## Available data
"""

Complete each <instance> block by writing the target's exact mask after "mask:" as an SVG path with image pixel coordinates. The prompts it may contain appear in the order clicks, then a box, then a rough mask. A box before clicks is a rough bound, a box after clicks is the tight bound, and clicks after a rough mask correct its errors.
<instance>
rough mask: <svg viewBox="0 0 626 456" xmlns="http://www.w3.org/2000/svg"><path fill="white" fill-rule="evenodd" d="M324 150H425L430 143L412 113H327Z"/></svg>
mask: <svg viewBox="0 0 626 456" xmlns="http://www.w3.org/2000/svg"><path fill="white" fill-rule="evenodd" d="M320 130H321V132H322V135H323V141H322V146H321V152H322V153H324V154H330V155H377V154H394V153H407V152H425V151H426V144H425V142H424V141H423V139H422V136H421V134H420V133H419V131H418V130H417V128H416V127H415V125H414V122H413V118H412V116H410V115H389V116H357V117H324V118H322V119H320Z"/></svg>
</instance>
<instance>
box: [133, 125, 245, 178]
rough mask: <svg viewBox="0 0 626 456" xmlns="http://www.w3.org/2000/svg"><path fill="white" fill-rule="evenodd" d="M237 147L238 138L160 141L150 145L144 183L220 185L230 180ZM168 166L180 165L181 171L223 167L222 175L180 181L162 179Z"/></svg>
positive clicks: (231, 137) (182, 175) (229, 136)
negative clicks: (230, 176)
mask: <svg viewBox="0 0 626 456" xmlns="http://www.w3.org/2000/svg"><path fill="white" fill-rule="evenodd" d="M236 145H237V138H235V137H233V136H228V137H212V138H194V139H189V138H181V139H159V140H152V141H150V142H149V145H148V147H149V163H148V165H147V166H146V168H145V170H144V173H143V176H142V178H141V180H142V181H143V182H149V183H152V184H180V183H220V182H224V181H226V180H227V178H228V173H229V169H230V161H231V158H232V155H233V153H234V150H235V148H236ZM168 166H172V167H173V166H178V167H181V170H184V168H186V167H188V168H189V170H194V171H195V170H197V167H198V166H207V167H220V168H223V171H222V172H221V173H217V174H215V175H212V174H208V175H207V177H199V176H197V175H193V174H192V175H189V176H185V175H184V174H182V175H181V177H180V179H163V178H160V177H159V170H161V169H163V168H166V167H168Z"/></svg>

"""

## Problem requirements
Word for word, restate the listing above from its first line to the line with "box: [133, 125, 245, 178]", keeping both.

## Task answer
Complete each <instance> block by writing the target's exact mask after "mask:" as an SVG path with image pixel coordinates. The prompts it may contain appear in the order clicks, then a box, then a rough mask. A box before clicks is a rough bound, a box after clicks is the tight bound, and clicks after a rough mask correct its errors.
<instance>
rough mask: <svg viewBox="0 0 626 456" xmlns="http://www.w3.org/2000/svg"><path fill="white" fill-rule="evenodd" d="M324 150H425L430 143L412 113H327Z"/></svg>
mask: <svg viewBox="0 0 626 456" xmlns="http://www.w3.org/2000/svg"><path fill="white" fill-rule="evenodd" d="M320 130H321V132H322V135H323V141H322V146H321V152H322V153H324V154H330V155H377V154H394V153H407V152H425V151H426V144H425V142H424V141H423V139H422V136H421V134H420V133H419V131H418V130H417V128H416V127H415V125H414V122H413V118H412V116H410V115H389V116H357V117H324V118H322V119H320Z"/></svg>
</instance>
<instance>
box: [133, 125, 245, 178]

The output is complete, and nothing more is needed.